What is required. Copy everything from "Our finding of" down to "replace, time preferences." in the passage on time preferences, changing "predictive accuracy" to "predictive power".

Source extract.
Our finding of no predictive accuracy, which supports and strengthens the negative claim of Chabris et al. (2008), is important for the future study of real-world self-control behavior. It suggests that, regardless of the explanatory or descriptive merits of intertemporal-choice theory, time-preference tests are not useful—at least all on their own—for predicting such behavior. Researchers who wish to predict overeating, drug use, and debt accumulation should seek other variables to augment, if not replace, time preferences.

What can be made of Study 1's findings concerning reliability and convergent validity? They are useful as reassurance that we did not choose particularly poor tests, to which subjects responded mostly randomly. Arfer and Luhmann (2015) likewise showed that laboratory tests of time preferences can predict each other very accurately. It follows that the lack of predictive accuracy for CVs cannot be attributed solely to noise in the measurement of preferences or temporal instability in preferences.

Since nonstationarity plays an important role in economic thinking on self-control, but has been somewhat neglected in behavioral research on intertemporal choice, we took special care to include it in our tests. Not only did this not suffice for predictive accuracy for CVs, we found that preference tests could predict variations of themselves with different front-end delays just as well as they could predict themselves unaltered. This finding suggests there is little value in measuring stationarity separately from patience, supporting the usual practice of measuring only patience.

Limitations and future directions

Our conclusions are qualified by the limitations of our methods and the scope of our study. First, in terms of independent variables, we concerned ourselves exclusively with abstract time preferences. Even if time preferences are not predictively useful on their own, perhaps they have predictively useful interactions with other variables. Unfortunately, because there is no limit to the number and diversity of other independent variables that might be considered, there is no real way to falsify this idea. Another avenue we did not explore is measures of intertemporal choice that consider a domain other than money or that match the context of test-taking to the context of the behavior of interest. What is perhaps the most famous patience test uses marshmallows rather than money (Mischel, Shoda, & Rodriguez, 1989). It is known that patience tests in which the reward is health (Chapman, 1996), sex (Johnson & Bruner, 2012), or percentage of a job offer spent on interesting tasks (Schoenfelder & Hantula, 2003) tend not to be strongly related to patience for money. And pathological gamblers are less patient when tested in an off-track betting parlor than when tested in neutral settings (Dixon, Jacobs, & Sanders, 2006). Perhaps domain- or context-specific tests of intertemporal choice will prove more predictively useful than generic time-preference tests. We may be able to predict obesity more accurately by asking for intertemporal choices about cookies in a kitchen than about money in a laboratory. This said, the bulk of existing research on intertemporal choice and its relation to criterion variables has, like our study, considered only intertemporal choice for money. So to the degree that this limitation applies to our own study, it applies to most of the existing literature as well.

Dataset excerpts.
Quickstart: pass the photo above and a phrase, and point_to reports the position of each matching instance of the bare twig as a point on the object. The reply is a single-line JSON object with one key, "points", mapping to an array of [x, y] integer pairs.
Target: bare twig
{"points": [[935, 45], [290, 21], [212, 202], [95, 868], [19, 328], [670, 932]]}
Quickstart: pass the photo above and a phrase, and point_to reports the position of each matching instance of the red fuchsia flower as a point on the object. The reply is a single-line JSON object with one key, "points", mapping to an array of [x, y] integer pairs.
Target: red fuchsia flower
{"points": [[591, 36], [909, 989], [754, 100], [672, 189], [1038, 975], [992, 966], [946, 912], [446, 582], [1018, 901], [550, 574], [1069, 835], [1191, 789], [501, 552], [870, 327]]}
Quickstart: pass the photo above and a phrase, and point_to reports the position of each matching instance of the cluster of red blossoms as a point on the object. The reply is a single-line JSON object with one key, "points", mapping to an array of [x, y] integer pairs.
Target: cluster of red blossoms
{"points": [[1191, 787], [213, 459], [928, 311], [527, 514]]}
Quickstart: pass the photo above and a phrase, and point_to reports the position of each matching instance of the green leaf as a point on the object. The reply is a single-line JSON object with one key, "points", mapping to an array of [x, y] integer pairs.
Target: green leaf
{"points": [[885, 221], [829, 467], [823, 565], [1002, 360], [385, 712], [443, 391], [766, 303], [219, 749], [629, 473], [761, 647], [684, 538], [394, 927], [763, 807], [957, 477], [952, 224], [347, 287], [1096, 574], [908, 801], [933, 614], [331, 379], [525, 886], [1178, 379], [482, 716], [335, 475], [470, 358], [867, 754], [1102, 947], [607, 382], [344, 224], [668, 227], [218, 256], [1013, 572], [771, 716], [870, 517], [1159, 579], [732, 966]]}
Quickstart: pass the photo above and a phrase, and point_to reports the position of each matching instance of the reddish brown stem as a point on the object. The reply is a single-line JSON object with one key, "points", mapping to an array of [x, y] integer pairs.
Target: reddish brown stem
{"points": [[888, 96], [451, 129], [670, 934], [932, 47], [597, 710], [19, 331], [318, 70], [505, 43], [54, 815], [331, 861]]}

Answer to this exercise.
Our finding of no predictive power, which supports and strengthens the negative claim of Chabris et al. (2008), is important for the future study of real-world self-control behavior. It suggests that, regardless of the explanatory or descriptive merits of intertemporal-choice theory, time-preference tests are not useful—at least all on their own—for predicting such behavior. Researchers who wish to predict overeating, drug use, and debt accumulation should seek other variables to augment, if not replace, time preferences.